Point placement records
_____
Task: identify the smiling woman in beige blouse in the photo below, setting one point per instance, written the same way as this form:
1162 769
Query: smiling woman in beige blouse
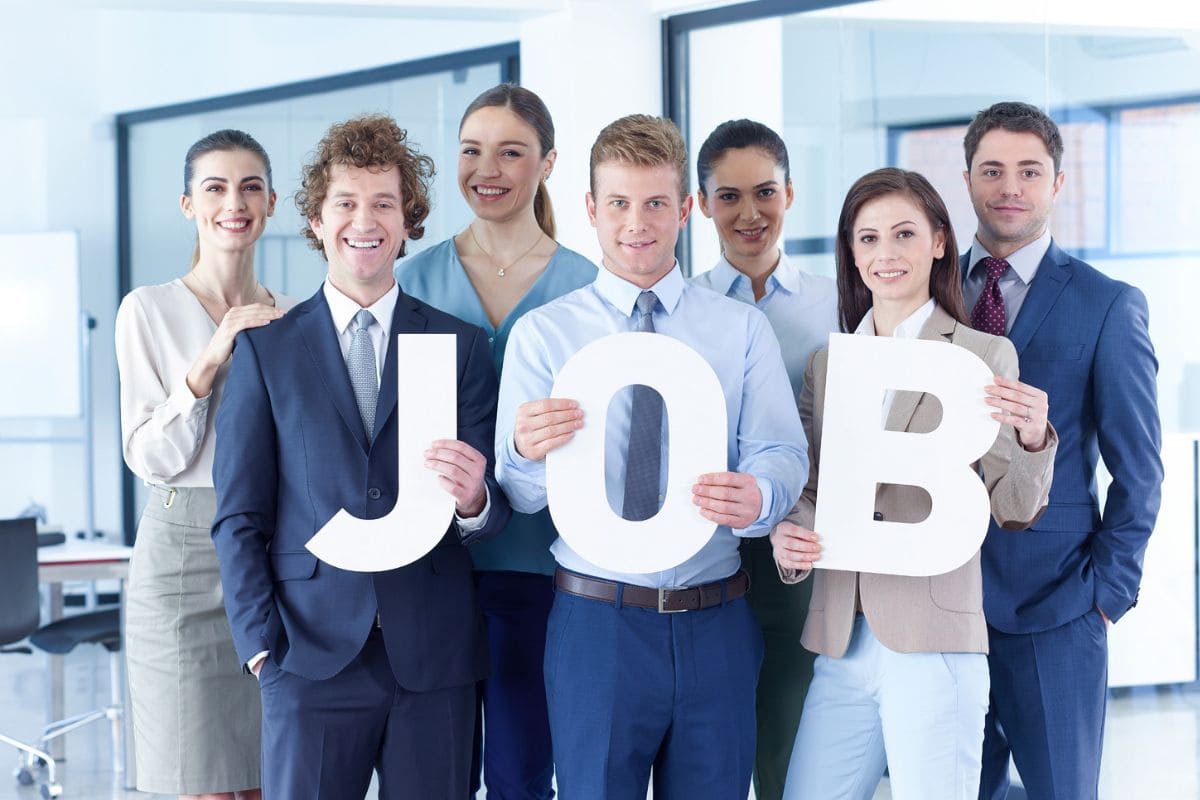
196 715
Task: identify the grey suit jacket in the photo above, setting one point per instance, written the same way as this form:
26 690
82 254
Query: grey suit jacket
942 613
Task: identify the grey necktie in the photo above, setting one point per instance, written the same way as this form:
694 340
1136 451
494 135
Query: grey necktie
360 361
643 458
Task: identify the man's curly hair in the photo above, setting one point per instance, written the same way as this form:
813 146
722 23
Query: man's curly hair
371 142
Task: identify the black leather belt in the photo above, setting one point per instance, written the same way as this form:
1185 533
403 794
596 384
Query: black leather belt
665 601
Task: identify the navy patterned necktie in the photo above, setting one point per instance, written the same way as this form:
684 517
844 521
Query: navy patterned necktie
643 457
360 362
988 316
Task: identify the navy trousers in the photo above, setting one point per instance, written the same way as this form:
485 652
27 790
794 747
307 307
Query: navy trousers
1049 692
511 728
634 692
322 739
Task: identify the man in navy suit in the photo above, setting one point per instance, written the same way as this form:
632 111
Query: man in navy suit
359 672
1051 593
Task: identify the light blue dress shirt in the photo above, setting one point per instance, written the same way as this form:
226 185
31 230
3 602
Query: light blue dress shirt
802 308
765 435
438 277
1014 284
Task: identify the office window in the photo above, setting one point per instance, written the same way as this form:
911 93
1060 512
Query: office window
426 97
856 86
155 240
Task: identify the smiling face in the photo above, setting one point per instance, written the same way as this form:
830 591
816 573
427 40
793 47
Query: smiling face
361 227
894 247
637 214
747 197
229 199
499 163
1013 186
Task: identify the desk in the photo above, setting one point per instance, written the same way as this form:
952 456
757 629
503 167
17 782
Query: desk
83 560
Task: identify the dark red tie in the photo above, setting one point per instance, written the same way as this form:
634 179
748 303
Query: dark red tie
989 312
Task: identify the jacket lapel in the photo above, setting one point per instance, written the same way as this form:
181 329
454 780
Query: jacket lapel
939 328
321 338
1053 275
405 319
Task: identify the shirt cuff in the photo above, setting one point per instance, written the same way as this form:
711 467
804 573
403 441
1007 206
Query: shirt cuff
757 528
471 524
185 402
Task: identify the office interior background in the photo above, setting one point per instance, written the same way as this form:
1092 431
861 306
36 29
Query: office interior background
102 97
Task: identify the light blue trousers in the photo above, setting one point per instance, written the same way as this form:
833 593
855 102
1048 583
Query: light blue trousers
917 714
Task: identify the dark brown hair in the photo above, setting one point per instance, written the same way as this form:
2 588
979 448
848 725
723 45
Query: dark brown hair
223 140
641 140
946 277
372 142
739 134
533 112
1015 118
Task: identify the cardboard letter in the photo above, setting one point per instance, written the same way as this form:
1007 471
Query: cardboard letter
423 507
575 476
857 453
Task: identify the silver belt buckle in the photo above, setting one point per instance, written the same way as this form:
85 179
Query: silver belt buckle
663 596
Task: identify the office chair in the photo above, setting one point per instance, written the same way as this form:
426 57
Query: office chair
19 609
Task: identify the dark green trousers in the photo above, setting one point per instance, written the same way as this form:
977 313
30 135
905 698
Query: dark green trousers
786 666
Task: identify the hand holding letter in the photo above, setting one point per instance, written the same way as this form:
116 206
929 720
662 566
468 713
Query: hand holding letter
795 547
1026 408
460 469
545 425
727 498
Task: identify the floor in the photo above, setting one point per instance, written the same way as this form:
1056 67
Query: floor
1152 743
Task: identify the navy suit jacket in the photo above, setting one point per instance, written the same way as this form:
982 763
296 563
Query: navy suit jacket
292 452
1084 338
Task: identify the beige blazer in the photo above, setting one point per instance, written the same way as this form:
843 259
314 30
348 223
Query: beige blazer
942 613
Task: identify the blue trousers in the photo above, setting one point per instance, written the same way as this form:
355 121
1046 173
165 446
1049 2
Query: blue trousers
633 692
322 739
511 726
1049 692
918 714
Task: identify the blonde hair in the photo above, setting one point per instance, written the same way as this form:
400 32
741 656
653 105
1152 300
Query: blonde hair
642 140
371 142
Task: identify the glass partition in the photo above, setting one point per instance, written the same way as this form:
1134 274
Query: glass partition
426 97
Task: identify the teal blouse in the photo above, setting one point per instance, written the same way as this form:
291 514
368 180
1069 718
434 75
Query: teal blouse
438 277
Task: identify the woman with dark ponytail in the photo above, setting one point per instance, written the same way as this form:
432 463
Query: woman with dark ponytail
196 714
745 188
502 265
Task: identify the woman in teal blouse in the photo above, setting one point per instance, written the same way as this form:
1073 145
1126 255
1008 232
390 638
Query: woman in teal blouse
503 264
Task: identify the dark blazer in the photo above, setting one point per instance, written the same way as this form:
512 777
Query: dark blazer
1085 340
291 452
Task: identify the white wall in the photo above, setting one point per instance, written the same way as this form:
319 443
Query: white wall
67 72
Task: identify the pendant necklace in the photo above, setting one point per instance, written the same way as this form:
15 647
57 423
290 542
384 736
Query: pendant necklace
502 270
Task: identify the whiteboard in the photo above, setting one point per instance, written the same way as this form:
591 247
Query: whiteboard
40 325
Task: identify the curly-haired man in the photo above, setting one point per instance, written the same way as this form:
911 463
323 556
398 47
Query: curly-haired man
359 671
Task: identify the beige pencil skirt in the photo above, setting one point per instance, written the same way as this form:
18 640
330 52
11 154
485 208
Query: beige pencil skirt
196 715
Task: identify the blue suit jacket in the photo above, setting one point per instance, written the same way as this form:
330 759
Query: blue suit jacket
1084 338
291 452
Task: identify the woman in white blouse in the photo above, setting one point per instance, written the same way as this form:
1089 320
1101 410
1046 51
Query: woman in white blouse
196 715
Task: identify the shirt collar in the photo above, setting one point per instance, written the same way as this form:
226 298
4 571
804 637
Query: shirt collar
1024 262
909 329
623 294
343 310
786 276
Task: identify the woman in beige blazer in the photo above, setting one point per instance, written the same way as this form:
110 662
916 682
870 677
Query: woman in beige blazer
901 678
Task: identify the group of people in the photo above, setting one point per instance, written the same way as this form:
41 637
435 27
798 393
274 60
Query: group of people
505 656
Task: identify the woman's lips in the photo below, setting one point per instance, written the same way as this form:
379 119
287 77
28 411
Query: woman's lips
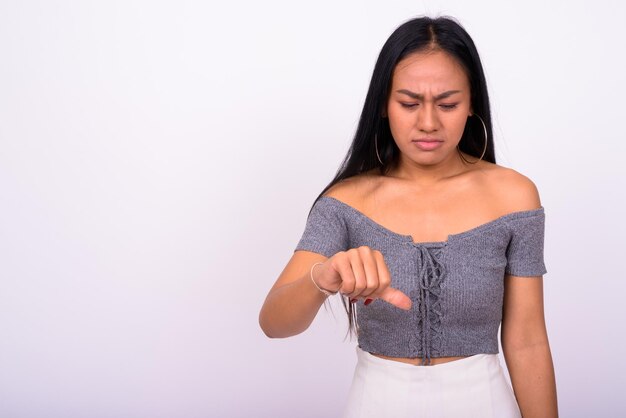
427 144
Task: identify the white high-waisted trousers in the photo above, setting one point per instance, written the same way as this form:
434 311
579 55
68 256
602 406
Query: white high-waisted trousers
470 387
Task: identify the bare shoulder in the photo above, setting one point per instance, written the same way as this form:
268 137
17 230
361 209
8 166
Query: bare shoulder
514 191
353 190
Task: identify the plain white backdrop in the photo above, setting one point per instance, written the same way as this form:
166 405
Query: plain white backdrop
158 160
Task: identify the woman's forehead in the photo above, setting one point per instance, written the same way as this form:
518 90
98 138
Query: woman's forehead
430 68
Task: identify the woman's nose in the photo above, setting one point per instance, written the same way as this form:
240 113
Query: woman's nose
427 119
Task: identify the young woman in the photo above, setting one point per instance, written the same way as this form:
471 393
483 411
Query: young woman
431 243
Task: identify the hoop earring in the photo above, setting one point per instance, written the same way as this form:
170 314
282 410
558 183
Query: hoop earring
484 148
376 147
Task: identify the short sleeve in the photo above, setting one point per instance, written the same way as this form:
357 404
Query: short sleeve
524 253
326 231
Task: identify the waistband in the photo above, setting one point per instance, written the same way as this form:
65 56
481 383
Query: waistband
464 364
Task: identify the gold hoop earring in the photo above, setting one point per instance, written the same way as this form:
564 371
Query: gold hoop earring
484 148
376 147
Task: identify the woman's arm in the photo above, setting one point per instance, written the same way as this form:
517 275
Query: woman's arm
526 348
293 301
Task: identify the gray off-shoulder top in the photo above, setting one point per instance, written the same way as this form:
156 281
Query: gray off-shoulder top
456 285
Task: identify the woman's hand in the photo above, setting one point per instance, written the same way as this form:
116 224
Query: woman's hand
359 273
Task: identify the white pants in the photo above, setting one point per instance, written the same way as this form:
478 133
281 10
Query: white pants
470 387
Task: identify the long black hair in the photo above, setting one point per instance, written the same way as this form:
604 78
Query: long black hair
416 35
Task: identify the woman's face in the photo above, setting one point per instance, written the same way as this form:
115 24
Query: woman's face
428 107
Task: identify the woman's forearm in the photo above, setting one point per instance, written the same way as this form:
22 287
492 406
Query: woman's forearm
532 376
290 309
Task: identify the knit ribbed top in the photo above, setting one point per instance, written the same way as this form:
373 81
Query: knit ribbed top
456 285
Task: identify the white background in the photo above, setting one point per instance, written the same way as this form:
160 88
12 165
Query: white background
158 160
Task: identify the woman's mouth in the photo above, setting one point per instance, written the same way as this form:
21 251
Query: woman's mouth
427 144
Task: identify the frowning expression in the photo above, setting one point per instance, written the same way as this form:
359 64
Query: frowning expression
428 106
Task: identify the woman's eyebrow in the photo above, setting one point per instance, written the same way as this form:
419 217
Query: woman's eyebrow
417 96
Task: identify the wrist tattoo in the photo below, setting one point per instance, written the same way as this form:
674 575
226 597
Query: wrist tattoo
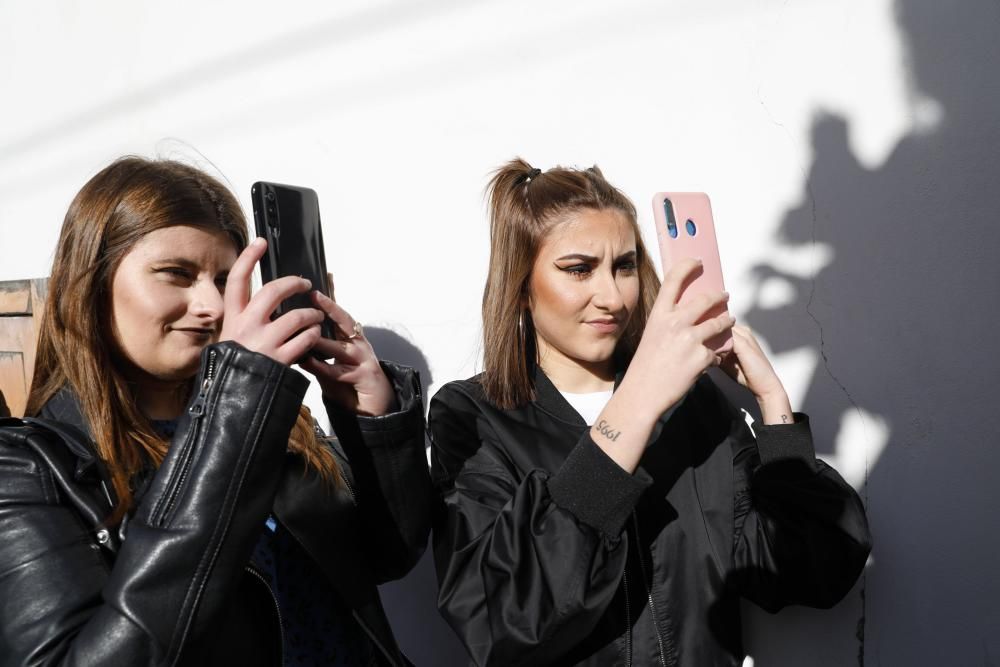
604 428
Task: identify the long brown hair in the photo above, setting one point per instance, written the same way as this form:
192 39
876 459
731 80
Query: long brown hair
524 205
77 348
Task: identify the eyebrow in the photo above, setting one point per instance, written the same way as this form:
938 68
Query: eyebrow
184 262
590 258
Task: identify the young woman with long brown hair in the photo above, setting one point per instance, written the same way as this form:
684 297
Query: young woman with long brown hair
170 500
601 501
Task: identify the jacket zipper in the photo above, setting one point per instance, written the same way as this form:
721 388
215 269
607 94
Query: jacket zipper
628 619
197 411
277 608
649 590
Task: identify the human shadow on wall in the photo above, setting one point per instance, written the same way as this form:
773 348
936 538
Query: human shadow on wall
411 602
903 321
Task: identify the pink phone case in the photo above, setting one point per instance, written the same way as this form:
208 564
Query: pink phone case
685 228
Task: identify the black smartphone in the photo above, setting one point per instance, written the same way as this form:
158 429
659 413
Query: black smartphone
287 216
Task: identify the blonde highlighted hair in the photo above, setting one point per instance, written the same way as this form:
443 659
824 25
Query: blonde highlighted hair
525 204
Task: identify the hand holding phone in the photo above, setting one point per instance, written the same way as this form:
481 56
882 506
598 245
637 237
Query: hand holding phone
685 228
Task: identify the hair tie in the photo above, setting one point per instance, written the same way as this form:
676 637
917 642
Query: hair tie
525 178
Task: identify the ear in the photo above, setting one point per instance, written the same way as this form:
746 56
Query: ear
525 301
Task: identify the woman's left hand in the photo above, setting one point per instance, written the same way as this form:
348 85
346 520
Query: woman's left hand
749 366
355 380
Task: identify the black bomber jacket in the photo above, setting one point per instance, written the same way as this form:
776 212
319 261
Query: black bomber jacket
171 586
548 553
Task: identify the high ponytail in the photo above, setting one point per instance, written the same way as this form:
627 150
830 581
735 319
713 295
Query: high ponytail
525 203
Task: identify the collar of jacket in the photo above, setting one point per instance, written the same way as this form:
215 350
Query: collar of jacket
549 400
63 415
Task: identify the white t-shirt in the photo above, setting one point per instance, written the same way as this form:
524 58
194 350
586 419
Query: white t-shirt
588 405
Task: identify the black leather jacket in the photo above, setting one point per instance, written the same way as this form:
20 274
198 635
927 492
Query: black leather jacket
171 585
548 553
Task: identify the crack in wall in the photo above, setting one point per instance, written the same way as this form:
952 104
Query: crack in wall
859 632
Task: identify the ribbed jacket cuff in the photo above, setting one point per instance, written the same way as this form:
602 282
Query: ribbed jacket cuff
383 430
782 442
596 489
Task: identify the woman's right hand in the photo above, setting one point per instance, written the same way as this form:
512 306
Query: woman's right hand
673 352
671 356
247 320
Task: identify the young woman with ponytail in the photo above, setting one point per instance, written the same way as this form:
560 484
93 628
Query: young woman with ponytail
601 502
169 501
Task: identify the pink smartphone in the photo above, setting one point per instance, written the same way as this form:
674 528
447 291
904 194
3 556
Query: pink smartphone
685 228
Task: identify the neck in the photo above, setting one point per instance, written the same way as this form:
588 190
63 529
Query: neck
577 377
161 399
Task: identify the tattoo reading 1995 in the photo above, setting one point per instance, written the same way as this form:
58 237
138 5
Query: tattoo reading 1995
605 429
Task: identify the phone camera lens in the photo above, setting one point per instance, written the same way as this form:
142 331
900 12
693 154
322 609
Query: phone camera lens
668 213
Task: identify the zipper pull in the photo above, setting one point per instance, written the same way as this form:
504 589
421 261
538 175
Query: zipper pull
197 408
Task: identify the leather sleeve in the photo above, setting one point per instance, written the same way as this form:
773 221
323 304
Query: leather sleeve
187 543
527 565
390 478
800 535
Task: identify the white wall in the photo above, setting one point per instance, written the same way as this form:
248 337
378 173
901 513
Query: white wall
850 149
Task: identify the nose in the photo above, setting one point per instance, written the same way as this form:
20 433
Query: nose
206 301
608 295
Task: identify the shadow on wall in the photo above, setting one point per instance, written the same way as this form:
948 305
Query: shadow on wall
411 602
904 320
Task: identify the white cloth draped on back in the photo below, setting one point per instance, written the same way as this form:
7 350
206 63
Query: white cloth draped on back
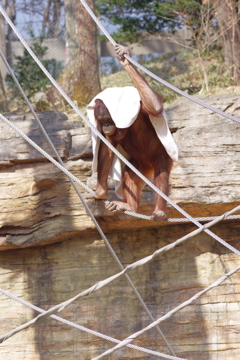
124 104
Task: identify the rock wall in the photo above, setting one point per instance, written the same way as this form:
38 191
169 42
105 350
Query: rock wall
52 250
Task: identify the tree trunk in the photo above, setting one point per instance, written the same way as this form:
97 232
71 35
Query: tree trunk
80 78
228 20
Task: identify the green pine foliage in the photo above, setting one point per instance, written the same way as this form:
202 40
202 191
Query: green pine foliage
30 76
136 17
_____
# Written exercise
The lines from the one holding "Task: identify the leather" through the end of the material above are to be echoed exactly, both ends included. Do not include pictures.

# Result of the exercise
Task: identify the leather sleeve in the photo above, setting one point per instance, written the same way as this form:
773 221
323 304
Query: leather sleeve
187 543
527 565
390 478
800 535
Task: identify the white wall in the photo above, setting one point per instance, written the same way as this form:
248 337
378 173
901 513
Query: white wall
850 149
Task: identify the nose in the photo above, setting one point per instance, written the same way as this form:
20 433
Query: nose
206 301
608 295
Task: identify the shadow on wall in the photo above, setting one point per instance, written the same way as this form:
948 305
Query: shadow on wall
411 602
904 320
Task: identify the white cloth draped on back in the photo below, setting one point per instance, written the same way as this form:
7 350
206 63
Query: white cloth draped on back
124 104
Task: identify the rock wall in the photo above, setting one point per instance, written the same way as this form:
38 191
169 42
105 350
Query: rock wall
52 250
Task: identify the tree trunk in the photo above, setting one point per instance, written the same way as this form:
97 232
71 35
Query: tree trunk
80 78
228 20
Task: identify the green pine foliage in the photo above, setting one point per instance, written the same way as this form:
202 40
202 191
Query: green pine foliage
30 76
136 17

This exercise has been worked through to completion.